## DATA FOR THE TASK
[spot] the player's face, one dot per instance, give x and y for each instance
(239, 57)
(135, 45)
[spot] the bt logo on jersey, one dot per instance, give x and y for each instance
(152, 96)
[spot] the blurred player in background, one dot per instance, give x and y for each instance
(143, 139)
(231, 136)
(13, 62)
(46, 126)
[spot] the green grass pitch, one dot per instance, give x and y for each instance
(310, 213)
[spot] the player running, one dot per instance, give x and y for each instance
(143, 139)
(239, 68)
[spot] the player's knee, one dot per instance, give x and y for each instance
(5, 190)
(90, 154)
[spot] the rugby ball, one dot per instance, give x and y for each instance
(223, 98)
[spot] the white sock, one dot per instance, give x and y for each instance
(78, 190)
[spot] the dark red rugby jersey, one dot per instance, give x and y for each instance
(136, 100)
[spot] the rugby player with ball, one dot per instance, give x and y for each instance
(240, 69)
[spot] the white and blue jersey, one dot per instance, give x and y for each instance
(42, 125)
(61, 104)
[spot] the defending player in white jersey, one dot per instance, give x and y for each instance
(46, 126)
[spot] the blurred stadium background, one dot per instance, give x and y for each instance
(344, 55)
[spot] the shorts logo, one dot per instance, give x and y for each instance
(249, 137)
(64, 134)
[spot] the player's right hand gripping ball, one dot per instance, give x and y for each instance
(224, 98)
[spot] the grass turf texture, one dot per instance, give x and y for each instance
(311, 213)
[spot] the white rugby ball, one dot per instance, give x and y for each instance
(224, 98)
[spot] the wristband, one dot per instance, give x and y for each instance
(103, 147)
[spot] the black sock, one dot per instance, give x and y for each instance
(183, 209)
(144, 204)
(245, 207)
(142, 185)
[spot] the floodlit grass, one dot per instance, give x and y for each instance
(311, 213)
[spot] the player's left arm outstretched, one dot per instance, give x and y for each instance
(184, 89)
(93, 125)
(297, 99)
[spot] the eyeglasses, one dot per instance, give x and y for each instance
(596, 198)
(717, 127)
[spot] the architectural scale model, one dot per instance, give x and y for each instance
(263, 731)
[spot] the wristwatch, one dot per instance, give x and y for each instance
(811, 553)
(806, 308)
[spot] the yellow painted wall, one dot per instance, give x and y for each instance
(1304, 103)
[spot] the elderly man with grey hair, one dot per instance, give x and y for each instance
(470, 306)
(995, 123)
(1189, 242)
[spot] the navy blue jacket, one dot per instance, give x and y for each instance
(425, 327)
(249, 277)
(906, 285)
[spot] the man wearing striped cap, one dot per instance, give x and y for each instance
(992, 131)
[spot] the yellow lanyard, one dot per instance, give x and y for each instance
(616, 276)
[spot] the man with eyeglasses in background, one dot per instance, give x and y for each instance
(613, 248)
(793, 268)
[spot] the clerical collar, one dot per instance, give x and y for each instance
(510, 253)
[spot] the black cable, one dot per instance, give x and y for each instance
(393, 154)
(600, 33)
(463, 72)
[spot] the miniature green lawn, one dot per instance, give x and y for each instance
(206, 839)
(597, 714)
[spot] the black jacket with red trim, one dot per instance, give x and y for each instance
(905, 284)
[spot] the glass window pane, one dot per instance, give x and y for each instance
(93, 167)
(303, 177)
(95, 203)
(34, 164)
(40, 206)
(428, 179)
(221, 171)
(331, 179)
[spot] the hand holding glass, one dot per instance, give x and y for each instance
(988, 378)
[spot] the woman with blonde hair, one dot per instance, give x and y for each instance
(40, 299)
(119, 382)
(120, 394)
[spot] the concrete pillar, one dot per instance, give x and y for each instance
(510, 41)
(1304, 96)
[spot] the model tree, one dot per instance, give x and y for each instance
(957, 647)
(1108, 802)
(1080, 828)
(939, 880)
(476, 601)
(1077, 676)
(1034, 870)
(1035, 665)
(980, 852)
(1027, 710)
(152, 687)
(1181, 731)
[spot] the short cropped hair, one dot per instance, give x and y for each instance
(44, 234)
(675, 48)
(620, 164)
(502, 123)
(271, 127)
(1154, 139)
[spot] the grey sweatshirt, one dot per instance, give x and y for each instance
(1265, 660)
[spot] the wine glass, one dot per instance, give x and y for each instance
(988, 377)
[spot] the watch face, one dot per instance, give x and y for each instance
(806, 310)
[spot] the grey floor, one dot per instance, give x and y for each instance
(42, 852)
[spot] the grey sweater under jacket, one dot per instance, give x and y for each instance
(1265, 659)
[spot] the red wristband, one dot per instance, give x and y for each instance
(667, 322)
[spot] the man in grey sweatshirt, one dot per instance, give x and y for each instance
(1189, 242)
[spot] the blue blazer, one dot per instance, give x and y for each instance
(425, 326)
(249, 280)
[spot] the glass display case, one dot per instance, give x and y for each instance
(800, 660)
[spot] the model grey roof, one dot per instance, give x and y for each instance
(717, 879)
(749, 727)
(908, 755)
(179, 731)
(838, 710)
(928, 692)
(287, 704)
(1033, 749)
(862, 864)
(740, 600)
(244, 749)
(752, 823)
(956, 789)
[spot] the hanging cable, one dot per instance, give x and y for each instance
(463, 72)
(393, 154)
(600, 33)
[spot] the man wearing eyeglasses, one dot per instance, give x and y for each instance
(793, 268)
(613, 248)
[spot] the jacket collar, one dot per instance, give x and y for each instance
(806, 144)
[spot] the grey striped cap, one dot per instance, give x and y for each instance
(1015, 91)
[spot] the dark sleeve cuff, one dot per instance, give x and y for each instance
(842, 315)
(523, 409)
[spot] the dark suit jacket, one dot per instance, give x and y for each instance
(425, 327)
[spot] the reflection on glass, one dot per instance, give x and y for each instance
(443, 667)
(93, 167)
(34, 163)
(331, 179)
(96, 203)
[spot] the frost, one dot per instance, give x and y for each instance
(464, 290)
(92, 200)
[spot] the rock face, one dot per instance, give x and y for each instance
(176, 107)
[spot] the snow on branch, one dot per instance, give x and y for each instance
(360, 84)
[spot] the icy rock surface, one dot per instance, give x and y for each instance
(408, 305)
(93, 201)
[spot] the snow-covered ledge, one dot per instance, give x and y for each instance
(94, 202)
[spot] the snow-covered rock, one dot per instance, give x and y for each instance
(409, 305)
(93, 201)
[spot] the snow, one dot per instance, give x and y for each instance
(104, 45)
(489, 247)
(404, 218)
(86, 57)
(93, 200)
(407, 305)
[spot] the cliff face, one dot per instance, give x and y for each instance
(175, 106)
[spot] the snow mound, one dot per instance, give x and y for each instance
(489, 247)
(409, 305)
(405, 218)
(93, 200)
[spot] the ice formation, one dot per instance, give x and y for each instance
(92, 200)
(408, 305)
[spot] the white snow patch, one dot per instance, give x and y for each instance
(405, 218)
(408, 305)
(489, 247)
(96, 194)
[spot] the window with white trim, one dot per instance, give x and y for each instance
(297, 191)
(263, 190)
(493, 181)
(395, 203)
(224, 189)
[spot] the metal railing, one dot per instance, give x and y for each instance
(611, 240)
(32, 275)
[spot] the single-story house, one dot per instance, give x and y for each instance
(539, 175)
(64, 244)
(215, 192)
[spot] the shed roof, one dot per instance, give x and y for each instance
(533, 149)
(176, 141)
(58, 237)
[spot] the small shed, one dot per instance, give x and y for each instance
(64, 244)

...

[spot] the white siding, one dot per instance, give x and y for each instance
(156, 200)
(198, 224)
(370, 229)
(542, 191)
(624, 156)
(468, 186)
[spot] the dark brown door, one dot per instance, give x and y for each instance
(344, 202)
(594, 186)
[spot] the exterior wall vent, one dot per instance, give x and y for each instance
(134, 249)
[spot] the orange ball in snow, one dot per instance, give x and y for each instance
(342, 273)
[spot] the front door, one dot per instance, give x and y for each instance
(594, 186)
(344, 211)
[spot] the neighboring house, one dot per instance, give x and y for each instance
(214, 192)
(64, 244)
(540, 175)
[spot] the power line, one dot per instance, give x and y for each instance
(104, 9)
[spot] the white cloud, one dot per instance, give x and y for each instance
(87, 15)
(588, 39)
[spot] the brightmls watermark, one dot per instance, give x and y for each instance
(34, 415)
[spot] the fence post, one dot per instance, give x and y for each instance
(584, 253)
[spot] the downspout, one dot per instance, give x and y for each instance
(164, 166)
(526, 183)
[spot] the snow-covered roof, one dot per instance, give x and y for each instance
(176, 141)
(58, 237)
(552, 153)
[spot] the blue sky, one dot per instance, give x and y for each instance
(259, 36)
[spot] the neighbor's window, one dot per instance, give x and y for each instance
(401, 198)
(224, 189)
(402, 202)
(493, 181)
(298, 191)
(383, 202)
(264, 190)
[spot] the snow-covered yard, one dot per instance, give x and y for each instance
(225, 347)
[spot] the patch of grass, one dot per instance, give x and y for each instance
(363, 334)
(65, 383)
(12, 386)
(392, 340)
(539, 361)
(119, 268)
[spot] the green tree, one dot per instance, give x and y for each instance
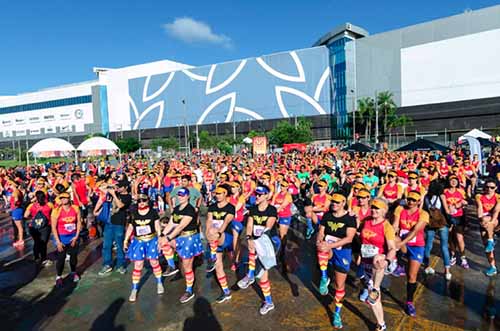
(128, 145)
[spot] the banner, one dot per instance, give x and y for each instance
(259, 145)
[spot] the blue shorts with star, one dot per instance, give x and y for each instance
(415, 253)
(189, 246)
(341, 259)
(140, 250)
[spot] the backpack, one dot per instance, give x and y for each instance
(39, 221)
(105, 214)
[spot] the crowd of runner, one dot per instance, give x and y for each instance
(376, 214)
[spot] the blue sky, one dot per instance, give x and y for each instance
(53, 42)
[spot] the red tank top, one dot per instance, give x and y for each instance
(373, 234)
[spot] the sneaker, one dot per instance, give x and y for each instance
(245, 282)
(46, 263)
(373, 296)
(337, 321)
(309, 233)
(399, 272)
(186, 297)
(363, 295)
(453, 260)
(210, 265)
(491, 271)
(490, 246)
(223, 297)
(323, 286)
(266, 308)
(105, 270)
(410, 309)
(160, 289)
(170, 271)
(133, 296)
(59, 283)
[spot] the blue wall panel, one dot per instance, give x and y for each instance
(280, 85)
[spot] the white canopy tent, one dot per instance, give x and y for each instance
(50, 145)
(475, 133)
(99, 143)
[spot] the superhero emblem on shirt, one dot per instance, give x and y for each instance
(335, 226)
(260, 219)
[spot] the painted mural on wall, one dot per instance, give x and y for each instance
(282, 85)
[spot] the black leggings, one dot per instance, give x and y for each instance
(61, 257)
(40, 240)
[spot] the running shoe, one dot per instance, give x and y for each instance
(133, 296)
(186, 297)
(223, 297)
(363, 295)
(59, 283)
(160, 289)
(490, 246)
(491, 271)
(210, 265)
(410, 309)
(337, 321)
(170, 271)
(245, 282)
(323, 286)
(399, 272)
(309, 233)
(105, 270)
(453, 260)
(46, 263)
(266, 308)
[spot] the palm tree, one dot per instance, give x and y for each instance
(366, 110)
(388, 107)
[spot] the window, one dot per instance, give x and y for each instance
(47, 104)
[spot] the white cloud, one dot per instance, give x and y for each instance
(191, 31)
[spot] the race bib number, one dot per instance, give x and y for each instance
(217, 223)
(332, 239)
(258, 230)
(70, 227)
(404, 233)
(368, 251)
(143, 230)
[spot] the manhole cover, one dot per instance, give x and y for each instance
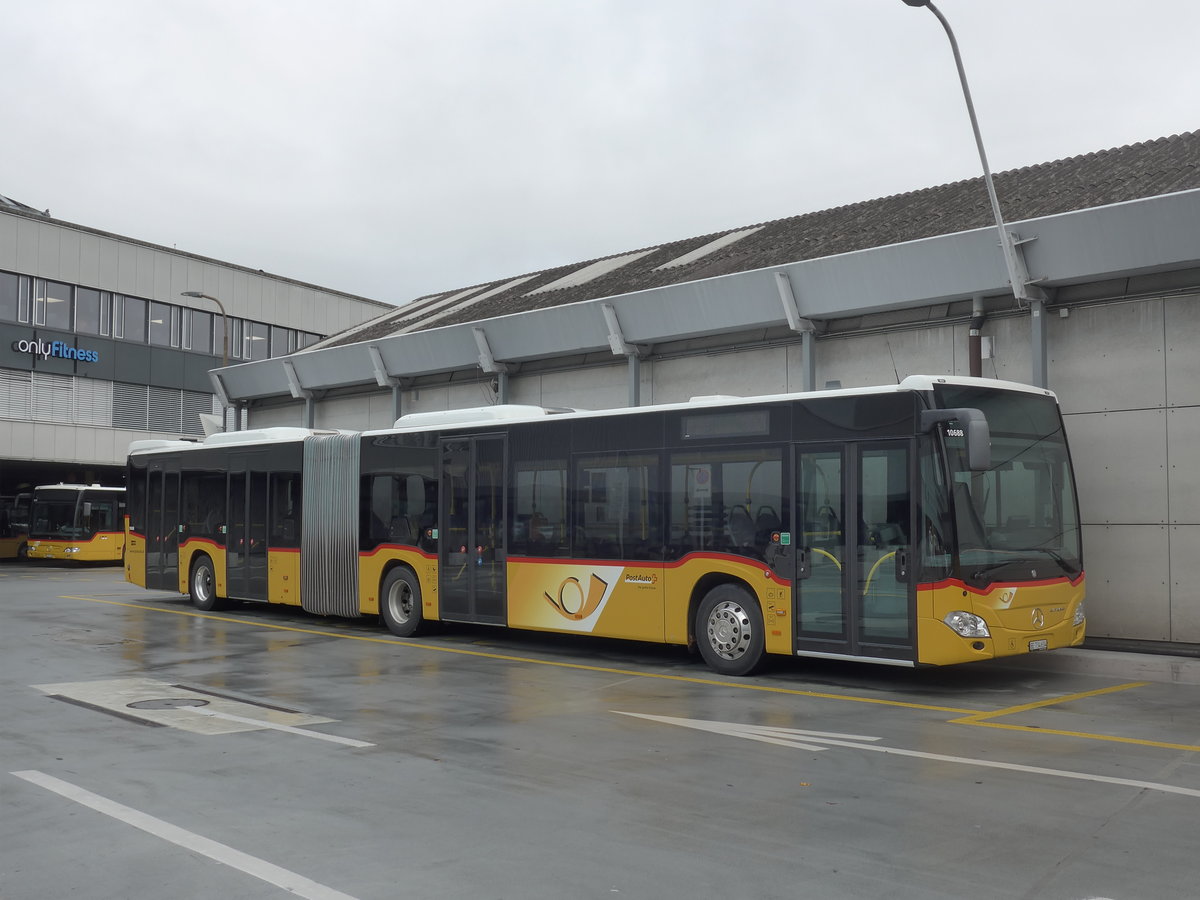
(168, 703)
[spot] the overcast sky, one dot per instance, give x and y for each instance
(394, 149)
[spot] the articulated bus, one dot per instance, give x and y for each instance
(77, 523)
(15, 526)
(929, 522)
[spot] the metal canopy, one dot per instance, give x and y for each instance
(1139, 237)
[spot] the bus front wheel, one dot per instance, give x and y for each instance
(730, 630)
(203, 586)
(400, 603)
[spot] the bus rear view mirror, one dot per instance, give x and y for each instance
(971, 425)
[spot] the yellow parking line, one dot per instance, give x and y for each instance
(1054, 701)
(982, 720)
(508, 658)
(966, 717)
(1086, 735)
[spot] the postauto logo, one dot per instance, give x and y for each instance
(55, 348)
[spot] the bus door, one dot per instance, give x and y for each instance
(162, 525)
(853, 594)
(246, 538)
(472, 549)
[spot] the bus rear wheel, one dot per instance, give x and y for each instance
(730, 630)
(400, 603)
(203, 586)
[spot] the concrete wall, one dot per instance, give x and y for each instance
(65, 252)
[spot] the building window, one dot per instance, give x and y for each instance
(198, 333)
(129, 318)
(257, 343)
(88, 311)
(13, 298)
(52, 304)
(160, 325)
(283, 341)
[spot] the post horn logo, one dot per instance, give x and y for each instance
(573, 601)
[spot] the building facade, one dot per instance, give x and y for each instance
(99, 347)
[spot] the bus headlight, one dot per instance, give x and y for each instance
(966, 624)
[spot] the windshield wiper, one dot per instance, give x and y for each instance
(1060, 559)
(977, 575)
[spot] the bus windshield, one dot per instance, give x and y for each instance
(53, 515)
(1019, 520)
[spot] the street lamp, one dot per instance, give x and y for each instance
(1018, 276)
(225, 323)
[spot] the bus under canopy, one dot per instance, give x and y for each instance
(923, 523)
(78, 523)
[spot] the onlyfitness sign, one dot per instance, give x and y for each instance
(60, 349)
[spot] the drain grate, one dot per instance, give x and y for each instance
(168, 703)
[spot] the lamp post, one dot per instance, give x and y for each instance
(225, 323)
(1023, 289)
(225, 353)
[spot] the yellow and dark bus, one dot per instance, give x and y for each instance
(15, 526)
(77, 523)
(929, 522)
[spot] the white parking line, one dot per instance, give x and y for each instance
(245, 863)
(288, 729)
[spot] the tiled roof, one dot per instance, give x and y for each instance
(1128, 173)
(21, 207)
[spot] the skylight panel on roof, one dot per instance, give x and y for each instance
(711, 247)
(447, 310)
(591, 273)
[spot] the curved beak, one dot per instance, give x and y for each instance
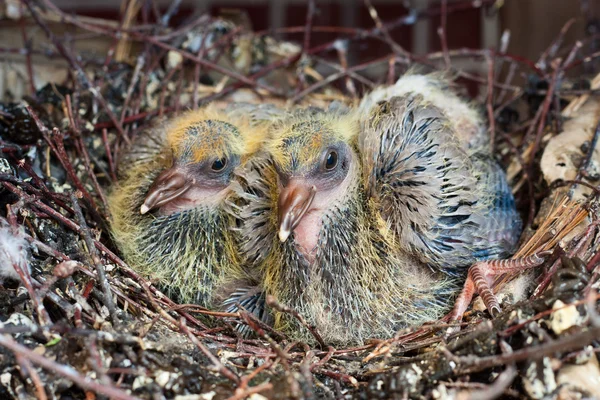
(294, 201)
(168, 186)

==

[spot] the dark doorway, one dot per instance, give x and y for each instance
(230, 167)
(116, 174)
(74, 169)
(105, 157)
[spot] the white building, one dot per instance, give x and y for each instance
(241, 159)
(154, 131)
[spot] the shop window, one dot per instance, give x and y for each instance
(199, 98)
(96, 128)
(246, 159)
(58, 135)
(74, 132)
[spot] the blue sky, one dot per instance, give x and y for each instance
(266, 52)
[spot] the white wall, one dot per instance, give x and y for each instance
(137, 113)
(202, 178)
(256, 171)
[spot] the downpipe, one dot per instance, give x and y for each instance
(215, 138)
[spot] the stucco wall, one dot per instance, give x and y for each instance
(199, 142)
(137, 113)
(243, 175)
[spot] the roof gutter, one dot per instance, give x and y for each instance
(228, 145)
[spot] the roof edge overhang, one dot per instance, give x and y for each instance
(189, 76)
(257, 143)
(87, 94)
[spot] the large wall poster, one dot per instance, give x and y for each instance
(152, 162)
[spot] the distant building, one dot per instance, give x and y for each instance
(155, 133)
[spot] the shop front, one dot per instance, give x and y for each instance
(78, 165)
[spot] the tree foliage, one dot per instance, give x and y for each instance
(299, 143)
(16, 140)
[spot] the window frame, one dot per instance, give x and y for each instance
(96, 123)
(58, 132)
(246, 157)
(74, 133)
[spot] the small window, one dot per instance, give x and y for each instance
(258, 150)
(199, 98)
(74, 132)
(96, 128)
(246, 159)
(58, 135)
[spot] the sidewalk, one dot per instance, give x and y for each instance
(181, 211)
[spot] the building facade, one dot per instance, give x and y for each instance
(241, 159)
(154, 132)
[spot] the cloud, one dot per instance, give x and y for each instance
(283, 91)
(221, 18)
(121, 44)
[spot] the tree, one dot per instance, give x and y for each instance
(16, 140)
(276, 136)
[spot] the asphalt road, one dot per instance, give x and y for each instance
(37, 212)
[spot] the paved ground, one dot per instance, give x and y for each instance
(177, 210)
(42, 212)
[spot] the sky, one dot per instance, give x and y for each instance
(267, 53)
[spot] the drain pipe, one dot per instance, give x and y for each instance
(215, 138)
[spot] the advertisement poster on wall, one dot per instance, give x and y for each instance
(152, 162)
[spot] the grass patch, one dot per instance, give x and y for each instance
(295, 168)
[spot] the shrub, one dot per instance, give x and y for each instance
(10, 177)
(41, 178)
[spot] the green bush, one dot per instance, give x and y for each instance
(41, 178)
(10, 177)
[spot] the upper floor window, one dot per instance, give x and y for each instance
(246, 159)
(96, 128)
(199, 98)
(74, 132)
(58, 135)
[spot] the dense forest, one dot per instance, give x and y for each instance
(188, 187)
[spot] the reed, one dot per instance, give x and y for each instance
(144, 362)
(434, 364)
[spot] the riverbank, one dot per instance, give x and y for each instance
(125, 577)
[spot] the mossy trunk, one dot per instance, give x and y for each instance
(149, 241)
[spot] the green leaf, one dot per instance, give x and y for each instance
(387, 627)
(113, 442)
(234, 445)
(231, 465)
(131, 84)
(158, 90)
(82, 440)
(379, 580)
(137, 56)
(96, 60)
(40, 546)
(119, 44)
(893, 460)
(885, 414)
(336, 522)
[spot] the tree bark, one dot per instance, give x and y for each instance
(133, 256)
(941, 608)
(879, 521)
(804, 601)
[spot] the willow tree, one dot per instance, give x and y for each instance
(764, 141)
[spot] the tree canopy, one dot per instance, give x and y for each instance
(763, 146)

## AIM
Report every line in the records above that contains the string "background", copying each one in full. Treat matches as case-sensitive.

## TASK OUTPUT
[spot] the blurred player in background, one dot per instance, give x and y for each instance
[spot] the blurred stadium background, one dot per instance, give x and y for each instance
[spot] the man with eyeglasses in background, one dot per instance, give x and y for each instance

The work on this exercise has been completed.